Ray Snoddy provides his thoughts on the first few days of GB News programming

Thirty-two years ago, not long before the launch of Sky News, Andrew Neil was walking on duck-boards across what was to become a 24-hour news studio broadcasting endlessly into the future.

Neil, as founding Sky chairman, whipped everything into shape and presided over the launch of four satellite channels on time and with no technical glitches.

Rather remarkably, Neil has now managed to launch the second news channel of his career, although this time there were embarrassing technical hitches.

It didn’t stop GB News beating its rivals, BBC News and Sky on its launch night with a peak of 336,000 viewers in its opening minutes and an average of 164,000 over the course of the evening. Most were male and over the age of 65 and noticeably upmarket.

GB News also did well on the advertising – Bosch, Bupa, the World Wildlife Fund, LV Insurance, IKEA, Octopus Energy, and the Open University all turned up, among many other big names- to take advantage of the opening night publicity.
------------------------------------------------
• _SET OF TASKS_
a: According to the piece on GB News, what peak audience did the channel reach in its opening minutes?
b: Pick up the piece on GB News after its last sentence and carry it on.
The items after the piece on GB News are separate material and have nothing to do with it.
------------------------------------------------
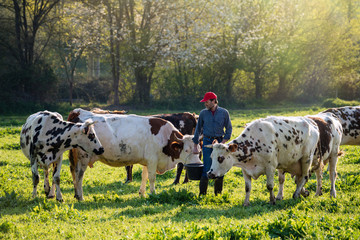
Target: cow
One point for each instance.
(328, 148)
(349, 118)
(130, 139)
(286, 143)
(44, 138)
(186, 124)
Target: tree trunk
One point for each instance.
(258, 85)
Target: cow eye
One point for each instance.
(221, 159)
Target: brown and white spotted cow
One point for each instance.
(330, 131)
(286, 143)
(350, 120)
(129, 139)
(186, 124)
(45, 137)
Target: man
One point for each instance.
(211, 123)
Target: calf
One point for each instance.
(129, 139)
(330, 132)
(286, 143)
(43, 140)
(186, 124)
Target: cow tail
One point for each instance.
(341, 153)
(319, 159)
(73, 160)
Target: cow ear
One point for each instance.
(233, 147)
(176, 146)
(86, 127)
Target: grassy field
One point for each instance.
(114, 210)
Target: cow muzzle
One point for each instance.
(99, 152)
(212, 176)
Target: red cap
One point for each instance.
(208, 95)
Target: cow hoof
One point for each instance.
(306, 193)
(295, 196)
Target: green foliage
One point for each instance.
(46, 211)
(6, 226)
(173, 197)
(337, 102)
(9, 199)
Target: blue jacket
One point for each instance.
(213, 125)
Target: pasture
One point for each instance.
(114, 210)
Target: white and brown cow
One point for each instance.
(186, 123)
(129, 139)
(286, 143)
(45, 137)
(350, 120)
(327, 151)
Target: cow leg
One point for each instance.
(56, 179)
(35, 175)
(280, 195)
(179, 169)
(46, 182)
(305, 166)
(152, 177)
(144, 177)
(270, 184)
(128, 173)
(247, 179)
(333, 174)
(79, 175)
(73, 163)
(319, 173)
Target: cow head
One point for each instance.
(222, 159)
(87, 138)
(185, 147)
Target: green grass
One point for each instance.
(114, 210)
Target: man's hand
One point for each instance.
(196, 149)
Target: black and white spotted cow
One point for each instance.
(45, 137)
(186, 124)
(129, 139)
(285, 143)
(327, 151)
(350, 120)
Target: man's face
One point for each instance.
(209, 104)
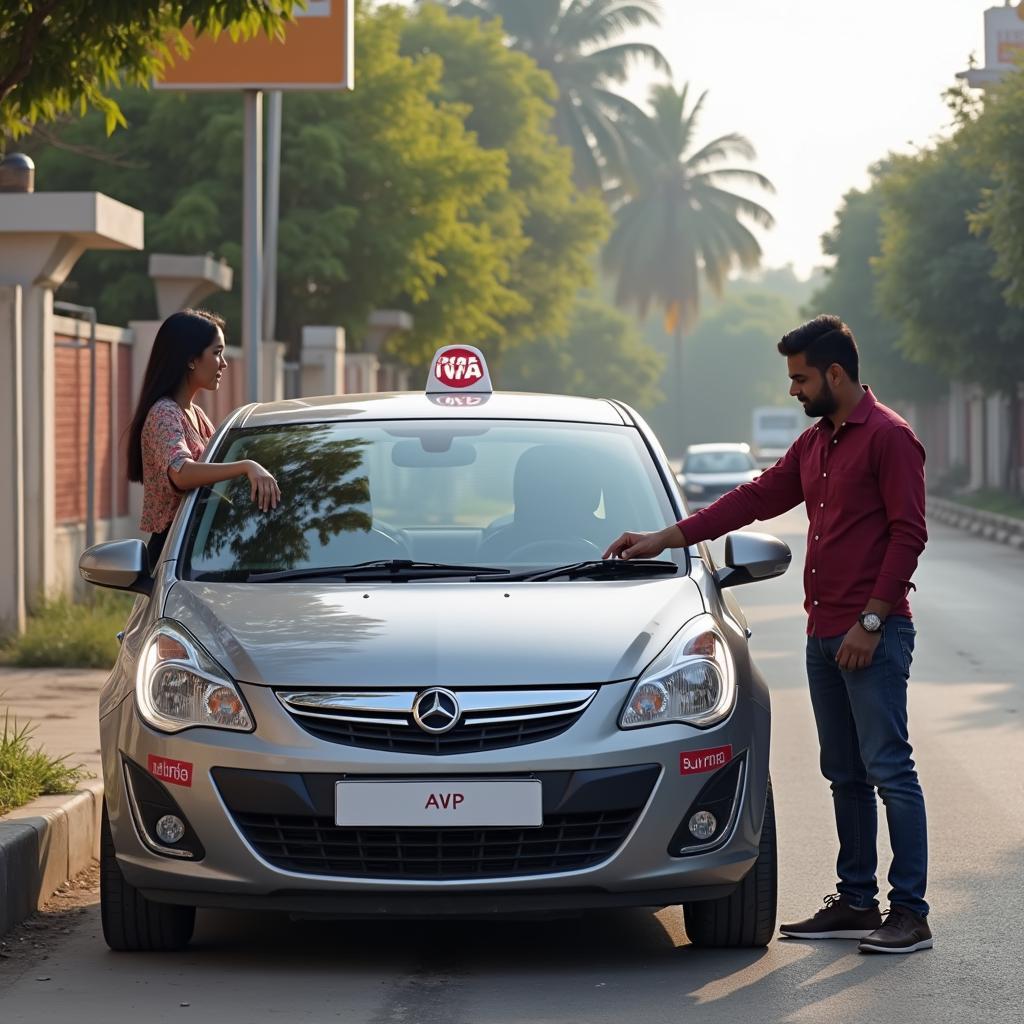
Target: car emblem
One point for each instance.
(436, 711)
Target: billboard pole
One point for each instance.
(270, 212)
(252, 243)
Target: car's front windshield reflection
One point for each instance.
(483, 493)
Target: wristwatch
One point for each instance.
(870, 622)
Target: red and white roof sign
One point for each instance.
(459, 369)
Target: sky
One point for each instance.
(821, 88)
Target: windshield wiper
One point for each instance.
(597, 567)
(379, 568)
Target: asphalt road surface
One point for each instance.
(966, 721)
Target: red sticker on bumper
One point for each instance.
(168, 770)
(692, 762)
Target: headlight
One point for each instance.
(693, 680)
(178, 685)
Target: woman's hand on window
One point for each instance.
(263, 487)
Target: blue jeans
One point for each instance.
(862, 734)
------------------------------------------------
• _TASK RESULTS_
a: 336,000 viewers.

b:
Unfortunately this did not last long, as a number of advertisers who said they had been unaware they were appearing on the channel, including Octopus, IKEA and the Open University, have since pulled out.

It was nice to see the Met Office and their proper meteorologists back, after being unceremoniously dumped by the BBC.

All new television channels need to settle down. The basic technical problems, such as microphones not switched on in time, and vision and sound not in sync, were surprising in such a well-funded operation.

But they will disappear, as I suspect will many of those who were merely tuning in out of curiosity to see what GB News is all about.

Then the iron law of media launches, and new television news channels in particular, will kick-in. How far will the initial viewing figures fall, and when and how fast will they begin to pick up – if they do- after the launch excitement has been forgotten?

After that, the question usually becomes how long before it’s time for a re-launch and the firing of the founding editor.

GB News may escape the gravity of conventional wisdom with its plan to speak up for, in Neil’s words, those who feel “their voice has not been heard in the mainstream media.”

But it’s going to be tough.

What have we got so far?

It’s likely that the channel will sink or swim on the back of the evening schedule led by the interviews of Andrew Neil ,followed by Dan Wootton, the pugnacious former executive editor of The Sun, whom you will either like or absolutely loathe.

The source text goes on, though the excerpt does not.